WHAT YOU SHOULD DO.
Identify every line in the items below that contains the word "field", and copy each of those lines. Case counts, so only matches with the same capitalization qualify.

SUPPLIED INFORMATION.
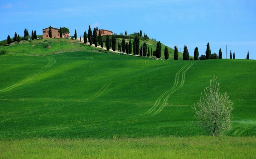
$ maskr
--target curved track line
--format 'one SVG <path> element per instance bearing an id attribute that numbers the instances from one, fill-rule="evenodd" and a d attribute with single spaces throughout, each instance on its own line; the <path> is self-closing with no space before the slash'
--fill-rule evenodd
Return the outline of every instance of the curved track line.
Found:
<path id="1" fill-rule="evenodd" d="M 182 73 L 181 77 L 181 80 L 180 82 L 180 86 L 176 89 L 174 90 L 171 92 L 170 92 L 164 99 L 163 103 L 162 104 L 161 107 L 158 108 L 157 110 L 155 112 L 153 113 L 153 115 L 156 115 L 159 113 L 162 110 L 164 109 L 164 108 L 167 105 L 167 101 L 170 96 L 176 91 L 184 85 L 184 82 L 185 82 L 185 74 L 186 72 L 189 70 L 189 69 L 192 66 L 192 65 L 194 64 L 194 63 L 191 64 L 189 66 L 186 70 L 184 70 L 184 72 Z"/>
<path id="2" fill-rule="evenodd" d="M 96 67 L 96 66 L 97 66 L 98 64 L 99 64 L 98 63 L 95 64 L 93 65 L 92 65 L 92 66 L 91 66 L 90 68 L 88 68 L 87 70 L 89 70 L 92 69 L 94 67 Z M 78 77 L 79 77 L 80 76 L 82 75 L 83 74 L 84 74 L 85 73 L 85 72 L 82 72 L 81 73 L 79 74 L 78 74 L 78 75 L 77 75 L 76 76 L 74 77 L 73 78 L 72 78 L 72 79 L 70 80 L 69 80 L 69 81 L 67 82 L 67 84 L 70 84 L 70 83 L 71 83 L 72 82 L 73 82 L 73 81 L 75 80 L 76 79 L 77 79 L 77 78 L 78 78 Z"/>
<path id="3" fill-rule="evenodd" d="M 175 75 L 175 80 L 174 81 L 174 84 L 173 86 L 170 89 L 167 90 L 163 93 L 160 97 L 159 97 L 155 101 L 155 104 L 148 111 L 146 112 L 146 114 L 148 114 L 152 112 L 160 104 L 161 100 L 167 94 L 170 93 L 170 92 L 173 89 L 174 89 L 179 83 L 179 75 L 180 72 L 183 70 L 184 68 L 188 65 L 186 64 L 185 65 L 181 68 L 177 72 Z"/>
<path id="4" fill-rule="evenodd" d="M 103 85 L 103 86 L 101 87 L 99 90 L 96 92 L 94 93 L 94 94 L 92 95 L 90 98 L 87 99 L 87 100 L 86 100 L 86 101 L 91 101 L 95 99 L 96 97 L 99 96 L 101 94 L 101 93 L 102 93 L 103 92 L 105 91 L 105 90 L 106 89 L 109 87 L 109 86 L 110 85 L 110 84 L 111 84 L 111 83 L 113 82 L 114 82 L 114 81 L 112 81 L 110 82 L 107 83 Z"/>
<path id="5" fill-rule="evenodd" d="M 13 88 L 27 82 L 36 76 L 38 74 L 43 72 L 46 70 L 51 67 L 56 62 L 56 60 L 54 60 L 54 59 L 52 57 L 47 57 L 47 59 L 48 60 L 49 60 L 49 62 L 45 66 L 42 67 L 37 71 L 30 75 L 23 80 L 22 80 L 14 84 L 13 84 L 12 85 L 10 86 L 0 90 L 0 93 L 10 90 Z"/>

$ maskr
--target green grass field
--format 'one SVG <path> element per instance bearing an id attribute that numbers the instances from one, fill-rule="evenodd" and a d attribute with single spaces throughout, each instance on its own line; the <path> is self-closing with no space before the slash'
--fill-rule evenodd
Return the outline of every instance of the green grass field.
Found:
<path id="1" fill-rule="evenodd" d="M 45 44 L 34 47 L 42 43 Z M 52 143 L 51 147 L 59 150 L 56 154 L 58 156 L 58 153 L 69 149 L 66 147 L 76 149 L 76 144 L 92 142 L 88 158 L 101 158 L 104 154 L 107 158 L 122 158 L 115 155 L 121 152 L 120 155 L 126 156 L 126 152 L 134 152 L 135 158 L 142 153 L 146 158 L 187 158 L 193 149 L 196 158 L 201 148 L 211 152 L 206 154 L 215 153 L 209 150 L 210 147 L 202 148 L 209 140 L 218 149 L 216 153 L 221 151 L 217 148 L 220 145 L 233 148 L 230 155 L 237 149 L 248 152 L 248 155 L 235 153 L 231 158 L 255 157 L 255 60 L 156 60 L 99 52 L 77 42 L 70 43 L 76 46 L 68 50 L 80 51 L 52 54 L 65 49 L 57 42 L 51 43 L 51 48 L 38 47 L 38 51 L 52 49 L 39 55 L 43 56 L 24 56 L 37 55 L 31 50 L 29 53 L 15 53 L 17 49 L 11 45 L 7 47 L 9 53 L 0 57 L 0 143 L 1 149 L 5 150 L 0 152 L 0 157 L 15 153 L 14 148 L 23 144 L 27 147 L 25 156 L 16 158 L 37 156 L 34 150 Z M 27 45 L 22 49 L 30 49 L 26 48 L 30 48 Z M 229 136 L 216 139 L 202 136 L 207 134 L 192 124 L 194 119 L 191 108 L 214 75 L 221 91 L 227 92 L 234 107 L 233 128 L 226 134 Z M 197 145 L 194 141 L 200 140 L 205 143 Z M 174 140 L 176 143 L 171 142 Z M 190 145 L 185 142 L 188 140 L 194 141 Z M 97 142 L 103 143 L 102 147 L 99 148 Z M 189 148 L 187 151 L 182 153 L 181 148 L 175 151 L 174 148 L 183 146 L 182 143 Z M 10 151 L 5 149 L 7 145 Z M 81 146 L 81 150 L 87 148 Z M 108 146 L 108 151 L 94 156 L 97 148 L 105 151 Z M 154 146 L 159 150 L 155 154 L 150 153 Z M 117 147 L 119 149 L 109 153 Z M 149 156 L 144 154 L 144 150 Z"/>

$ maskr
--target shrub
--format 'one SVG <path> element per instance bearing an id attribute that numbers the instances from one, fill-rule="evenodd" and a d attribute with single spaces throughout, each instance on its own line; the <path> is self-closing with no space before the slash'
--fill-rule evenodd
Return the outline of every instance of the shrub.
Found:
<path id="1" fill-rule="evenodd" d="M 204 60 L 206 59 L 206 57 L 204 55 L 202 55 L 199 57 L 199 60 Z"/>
---
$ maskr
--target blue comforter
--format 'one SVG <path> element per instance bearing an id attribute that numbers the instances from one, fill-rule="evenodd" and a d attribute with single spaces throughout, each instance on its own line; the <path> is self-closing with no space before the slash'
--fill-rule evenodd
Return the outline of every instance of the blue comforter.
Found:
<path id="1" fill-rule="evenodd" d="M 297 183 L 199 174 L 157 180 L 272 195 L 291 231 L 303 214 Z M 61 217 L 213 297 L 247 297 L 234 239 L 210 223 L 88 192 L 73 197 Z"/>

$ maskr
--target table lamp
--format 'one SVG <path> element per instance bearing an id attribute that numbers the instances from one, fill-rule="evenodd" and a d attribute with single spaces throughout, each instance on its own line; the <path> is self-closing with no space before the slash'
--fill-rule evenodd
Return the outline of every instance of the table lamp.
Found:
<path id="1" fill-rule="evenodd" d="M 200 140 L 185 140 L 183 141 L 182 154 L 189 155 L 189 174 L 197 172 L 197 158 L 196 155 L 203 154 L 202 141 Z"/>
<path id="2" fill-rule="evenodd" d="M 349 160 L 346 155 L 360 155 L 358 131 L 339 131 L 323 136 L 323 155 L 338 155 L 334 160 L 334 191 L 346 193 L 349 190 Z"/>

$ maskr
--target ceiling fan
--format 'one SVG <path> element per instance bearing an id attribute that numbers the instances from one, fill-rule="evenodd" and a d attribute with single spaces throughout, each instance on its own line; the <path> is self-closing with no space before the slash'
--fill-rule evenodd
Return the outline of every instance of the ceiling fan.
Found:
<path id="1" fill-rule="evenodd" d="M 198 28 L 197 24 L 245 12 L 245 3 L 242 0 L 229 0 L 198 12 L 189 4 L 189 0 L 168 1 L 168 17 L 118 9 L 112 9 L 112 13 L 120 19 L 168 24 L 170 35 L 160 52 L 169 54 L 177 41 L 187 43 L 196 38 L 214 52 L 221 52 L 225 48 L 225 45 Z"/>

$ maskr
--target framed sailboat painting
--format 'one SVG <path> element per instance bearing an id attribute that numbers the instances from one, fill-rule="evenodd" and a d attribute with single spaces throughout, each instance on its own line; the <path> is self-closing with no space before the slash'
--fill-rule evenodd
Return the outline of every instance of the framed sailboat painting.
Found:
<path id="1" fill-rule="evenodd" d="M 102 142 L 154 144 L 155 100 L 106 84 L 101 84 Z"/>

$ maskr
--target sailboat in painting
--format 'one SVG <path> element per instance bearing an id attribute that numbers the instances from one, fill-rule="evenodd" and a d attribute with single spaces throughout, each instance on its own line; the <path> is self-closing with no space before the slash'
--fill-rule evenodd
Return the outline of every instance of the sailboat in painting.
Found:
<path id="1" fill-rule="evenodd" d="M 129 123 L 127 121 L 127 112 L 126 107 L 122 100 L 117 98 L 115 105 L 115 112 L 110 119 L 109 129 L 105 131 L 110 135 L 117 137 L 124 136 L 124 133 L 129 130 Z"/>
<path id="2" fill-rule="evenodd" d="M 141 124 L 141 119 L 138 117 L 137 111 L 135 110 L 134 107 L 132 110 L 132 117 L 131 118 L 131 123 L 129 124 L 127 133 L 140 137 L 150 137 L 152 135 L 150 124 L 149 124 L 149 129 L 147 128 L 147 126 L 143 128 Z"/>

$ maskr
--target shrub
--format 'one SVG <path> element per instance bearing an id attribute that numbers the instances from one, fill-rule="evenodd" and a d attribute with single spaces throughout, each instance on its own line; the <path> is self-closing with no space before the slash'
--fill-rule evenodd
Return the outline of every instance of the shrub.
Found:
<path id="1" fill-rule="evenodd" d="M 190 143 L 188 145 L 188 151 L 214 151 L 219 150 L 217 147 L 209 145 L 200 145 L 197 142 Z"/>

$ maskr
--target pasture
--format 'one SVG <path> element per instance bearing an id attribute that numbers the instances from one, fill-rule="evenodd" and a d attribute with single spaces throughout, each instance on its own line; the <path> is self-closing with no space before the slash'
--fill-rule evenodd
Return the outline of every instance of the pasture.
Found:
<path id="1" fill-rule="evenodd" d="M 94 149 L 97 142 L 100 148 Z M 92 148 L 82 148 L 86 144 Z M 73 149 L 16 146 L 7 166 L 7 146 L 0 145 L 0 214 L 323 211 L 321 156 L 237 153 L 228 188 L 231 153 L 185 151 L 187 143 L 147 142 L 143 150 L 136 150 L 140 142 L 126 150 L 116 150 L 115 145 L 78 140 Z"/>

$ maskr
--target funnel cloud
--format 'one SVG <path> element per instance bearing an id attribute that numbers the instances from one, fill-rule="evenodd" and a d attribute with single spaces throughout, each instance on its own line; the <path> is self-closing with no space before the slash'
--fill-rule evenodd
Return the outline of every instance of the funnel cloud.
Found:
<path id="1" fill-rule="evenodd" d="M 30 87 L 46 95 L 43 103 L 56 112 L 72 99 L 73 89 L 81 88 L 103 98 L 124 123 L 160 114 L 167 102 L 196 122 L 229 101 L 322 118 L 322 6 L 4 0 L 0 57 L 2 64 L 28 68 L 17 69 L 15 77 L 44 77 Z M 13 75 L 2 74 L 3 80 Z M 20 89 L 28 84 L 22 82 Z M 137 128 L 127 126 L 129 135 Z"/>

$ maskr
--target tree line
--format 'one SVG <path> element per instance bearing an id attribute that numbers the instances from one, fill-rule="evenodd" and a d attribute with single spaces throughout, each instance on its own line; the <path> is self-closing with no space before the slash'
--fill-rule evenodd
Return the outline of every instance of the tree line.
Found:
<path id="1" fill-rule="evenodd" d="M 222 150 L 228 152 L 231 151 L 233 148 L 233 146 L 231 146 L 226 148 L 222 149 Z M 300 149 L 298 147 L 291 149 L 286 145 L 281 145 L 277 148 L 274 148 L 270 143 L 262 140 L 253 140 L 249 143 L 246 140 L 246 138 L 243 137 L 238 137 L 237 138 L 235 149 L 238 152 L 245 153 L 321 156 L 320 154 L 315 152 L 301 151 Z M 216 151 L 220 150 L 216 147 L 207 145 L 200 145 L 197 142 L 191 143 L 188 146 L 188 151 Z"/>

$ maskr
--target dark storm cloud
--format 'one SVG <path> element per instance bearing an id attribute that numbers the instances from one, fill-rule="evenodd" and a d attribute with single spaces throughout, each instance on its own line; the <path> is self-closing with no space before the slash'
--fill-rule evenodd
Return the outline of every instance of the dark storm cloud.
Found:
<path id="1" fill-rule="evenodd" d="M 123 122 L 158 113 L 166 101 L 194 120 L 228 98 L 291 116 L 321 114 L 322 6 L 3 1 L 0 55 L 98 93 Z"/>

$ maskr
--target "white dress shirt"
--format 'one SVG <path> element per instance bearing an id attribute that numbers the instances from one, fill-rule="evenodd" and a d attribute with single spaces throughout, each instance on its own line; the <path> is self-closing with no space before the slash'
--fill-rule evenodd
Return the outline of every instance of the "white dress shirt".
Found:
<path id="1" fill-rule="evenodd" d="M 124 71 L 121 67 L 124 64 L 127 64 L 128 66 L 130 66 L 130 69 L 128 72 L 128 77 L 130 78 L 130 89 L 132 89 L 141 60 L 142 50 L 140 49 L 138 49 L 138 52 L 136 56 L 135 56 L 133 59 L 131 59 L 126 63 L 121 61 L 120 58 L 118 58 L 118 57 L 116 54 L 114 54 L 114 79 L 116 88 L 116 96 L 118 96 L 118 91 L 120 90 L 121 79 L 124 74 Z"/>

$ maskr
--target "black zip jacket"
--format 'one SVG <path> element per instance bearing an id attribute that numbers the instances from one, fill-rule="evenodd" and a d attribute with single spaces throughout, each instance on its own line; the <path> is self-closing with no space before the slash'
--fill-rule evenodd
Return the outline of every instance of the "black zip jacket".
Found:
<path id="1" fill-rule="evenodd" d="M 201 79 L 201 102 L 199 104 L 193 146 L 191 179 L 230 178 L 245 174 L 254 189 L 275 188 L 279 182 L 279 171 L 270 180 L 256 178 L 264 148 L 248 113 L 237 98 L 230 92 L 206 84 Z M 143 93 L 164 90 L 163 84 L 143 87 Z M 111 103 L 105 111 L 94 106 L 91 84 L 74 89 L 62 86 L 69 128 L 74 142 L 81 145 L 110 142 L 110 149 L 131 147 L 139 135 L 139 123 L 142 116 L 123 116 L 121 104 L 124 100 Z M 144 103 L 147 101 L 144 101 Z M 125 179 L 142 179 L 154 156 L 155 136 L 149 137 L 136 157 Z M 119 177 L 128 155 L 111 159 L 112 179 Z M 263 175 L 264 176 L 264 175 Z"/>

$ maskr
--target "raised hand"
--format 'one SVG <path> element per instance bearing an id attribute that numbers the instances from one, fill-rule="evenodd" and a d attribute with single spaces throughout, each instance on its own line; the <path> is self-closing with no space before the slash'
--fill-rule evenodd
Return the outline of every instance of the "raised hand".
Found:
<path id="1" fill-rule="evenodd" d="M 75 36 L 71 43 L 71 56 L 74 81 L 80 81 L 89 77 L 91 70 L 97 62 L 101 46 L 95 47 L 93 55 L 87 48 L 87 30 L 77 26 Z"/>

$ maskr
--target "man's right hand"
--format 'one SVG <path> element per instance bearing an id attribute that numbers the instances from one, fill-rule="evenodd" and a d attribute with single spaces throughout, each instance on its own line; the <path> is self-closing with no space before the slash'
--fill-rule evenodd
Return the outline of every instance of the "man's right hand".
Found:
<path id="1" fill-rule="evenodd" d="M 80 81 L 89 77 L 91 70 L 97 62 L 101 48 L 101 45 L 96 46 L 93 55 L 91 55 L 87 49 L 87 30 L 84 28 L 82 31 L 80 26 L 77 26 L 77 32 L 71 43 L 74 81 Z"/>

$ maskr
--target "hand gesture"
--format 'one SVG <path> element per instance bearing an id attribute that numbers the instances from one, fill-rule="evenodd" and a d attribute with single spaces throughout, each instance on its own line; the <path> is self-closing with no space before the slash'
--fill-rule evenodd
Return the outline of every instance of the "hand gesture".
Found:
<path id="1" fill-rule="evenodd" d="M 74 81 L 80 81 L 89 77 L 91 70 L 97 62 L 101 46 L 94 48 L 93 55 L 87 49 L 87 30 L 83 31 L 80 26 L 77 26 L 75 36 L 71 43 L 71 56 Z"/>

ANSWER FOR THIS EXERCISE.
--target green grass field
Return the outline of every instance of the green grass field.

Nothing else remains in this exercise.